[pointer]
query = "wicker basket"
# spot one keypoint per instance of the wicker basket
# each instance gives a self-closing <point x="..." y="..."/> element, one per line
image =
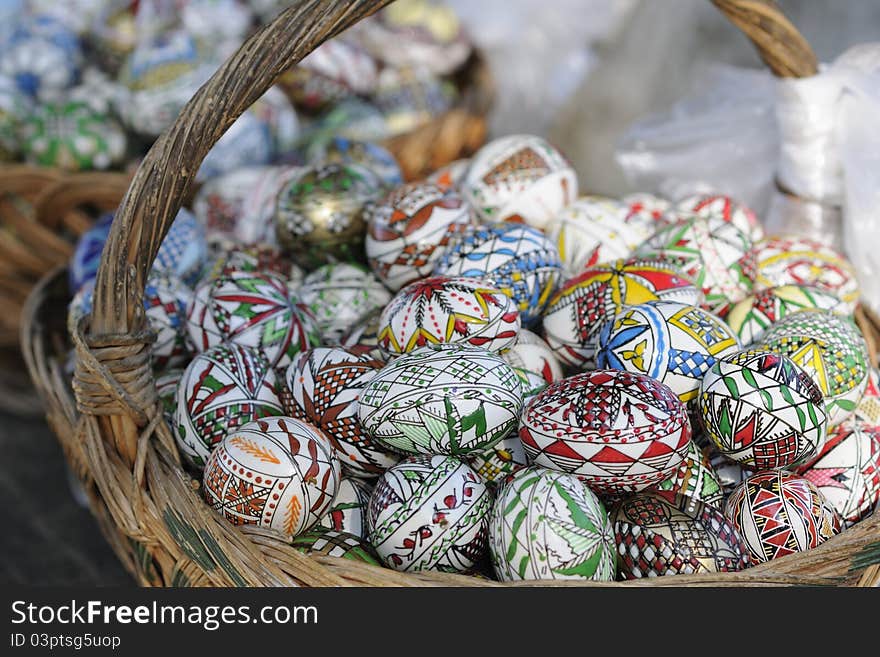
<point x="112" y="428"/>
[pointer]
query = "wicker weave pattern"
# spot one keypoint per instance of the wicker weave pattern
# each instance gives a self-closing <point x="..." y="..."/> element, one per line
<point x="147" y="505"/>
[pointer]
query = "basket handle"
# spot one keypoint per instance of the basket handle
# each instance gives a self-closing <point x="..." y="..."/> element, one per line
<point x="164" y="177"/>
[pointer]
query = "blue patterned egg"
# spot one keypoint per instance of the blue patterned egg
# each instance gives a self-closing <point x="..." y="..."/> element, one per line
<point x="442" y="399"/>
<point x="42" y="55"/>
<point x="519" y="260"/>
<point x="674" y="343"/>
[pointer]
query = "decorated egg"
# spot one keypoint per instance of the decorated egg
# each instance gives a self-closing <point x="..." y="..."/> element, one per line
<point x="533" y="355"/>
<point x="712" y="252"/>
<point x="450" y="176"/>
<point x="592" y="231"/>
<point x="779" y="513"/>
<point x="518" y="260"/>
<point x="340" y="150"/>
<point x="252" y="309"/>
<point x="576" y="312"/>
<point x="664" y="533"/>
<point x="220" y="390"/>
<point x="333" y="71"/>
<point x="166" y="299"/>
<point x="495" y="463"/>
<point x="72" y="136"/>
<point x="831" y="350"/>
<point x="348" y="513"/>
<point x="751" y="317"/>
<point x="429" y="513"/>
<point x="442" y="399"/>
<point x="549" y="525"/>
<point x="42" y="55"/>
<point x="847" y="470"/>
<point x="338" y="295"/>
<point x="416" y="33"/>
<point x="318" y="213"/>
<point x="278" y="472"/>
<point x="409" y="229"/>
<point x="618" y="431"/>
<point x="334" y="543"/>
<point x="519" y="178"/>
<point x="792" y="260"/>
<point x="672" y="342"/>
<point x="724" y="207"/>
<point x="696" y="478"/>
<point x="762" y="410"/>
<point x="325" y="385"/>
<point x="448" y="310"/>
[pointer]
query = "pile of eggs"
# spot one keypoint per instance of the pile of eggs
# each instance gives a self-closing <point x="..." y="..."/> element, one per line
<point x="90" y="87"/>
<point x="488" y="372"/>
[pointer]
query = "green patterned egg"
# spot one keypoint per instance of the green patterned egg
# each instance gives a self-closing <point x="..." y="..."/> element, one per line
<point x="72" y="136"/>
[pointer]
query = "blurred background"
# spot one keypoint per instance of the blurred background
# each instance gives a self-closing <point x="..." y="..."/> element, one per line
<point x="581" y="72"/>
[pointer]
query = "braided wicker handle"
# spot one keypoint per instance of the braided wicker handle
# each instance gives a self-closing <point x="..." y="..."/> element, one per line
<point x="166" y="173"/>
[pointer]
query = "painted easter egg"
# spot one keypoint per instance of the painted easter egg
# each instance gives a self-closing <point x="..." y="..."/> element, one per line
<point x="495" y="463"/>
<point x="549" y="525"/>
<point x="278" y="472"/>
<point x="518" y="260"/>
<point x="672" y="342"/>
<point x="442" y="309"/>
<point x="334" y="70"/>
<point x="334" y="543"/>
<point x="664" y="533"/>
<point x="618" y="431"/>
<point x="72" y="136"/>
<point x="751" y="317"/>
<point x="220" y="390"/>
<point x="831" y="350"/>
<point x="429" y="513"/>
<point x="442" y="399"/>
<point x="252" y="309"/>
<point x="532" y="354"/>
<point x="519" y="178"/>
<point x="696" y="478"/>
<point x="724" y="207"/>
<point x="325" y="385"/>
<point x="762" y="410"/>
<point x="779" y="513"/>
<point x="409" y="229"/>
<point x="318" y="213"/>
<point x="340" y="150"/>
<point x="340" y="294"/>
<point x="348" y="513"/>
<point x="847" y="470"/>
<point x="713" y="253"/>
<point x="166" y="300"/>
<point x="591" y="231"/>
<point x="576" y="312"/>
<point x="42" y="55"/>
<point x="416" y="33"/>
<point x="794" y="260"/>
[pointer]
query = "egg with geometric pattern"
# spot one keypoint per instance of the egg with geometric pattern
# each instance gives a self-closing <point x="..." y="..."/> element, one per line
<point x="674" y="343"/>
<point x="618" y="431"/>
<point x="548" y="525"/>
<point x="519" y="178"/>
<point x="576" y="312"/>
<point x="324" y="385"/>
<point x="429" y="513"/>
<point x="661" y="533"/>
<point x="762" y="410"/>
<point x="831" y="350"/>
<point x="779" y="513"/>
<point x="279" y="472"/>
<point x="221" y="389"/>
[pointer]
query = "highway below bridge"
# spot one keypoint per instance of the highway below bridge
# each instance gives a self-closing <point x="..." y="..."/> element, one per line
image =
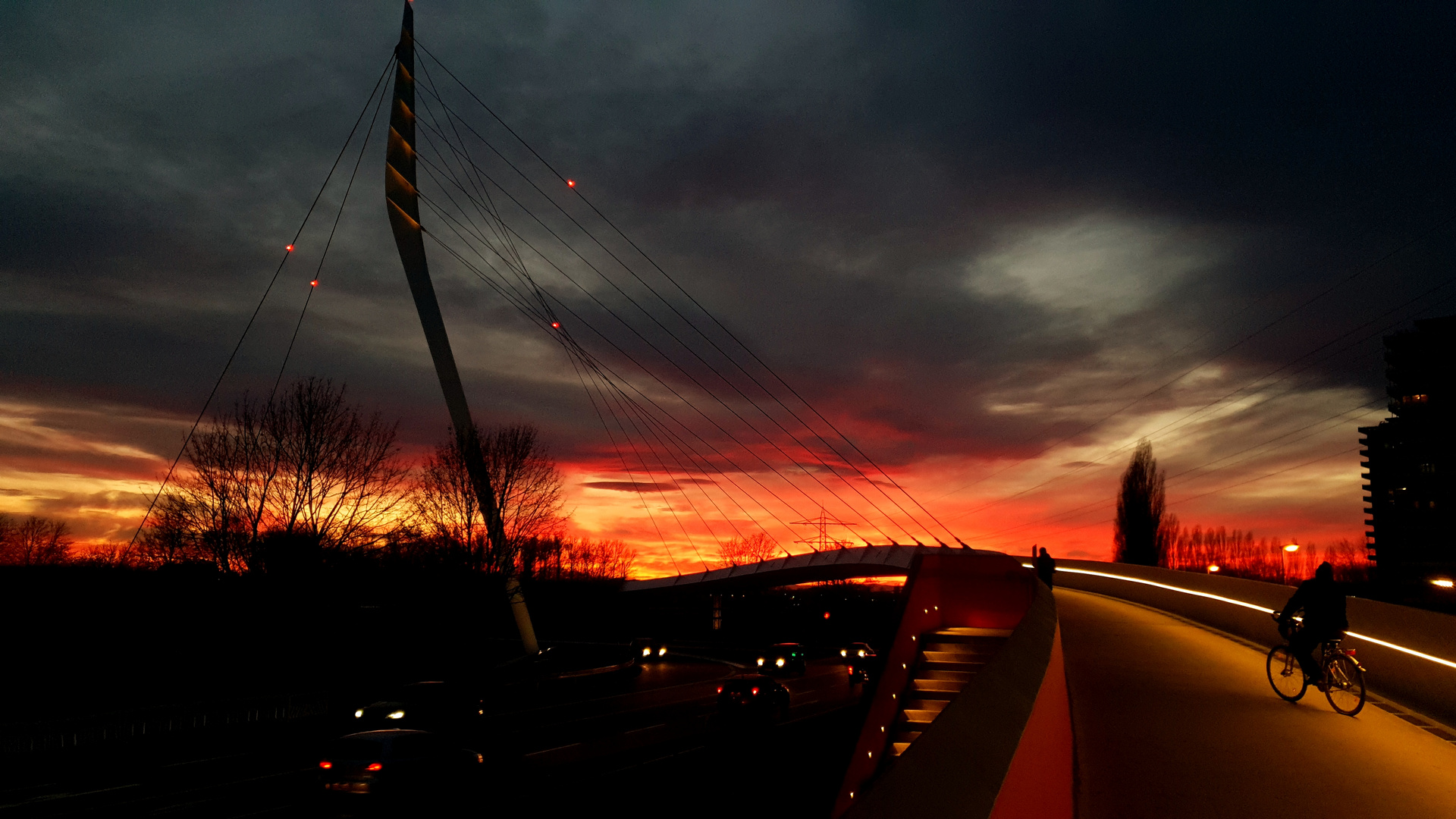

= = = = =

Required work
Pick out every line in the records that contains the word "basket", and copy each one. Case counts.

Task response
query = "wicker basket"
# spot one keypoint per instance of the wicker basket
query = "basket handle"
# spot one keypoint per instance of the basket handle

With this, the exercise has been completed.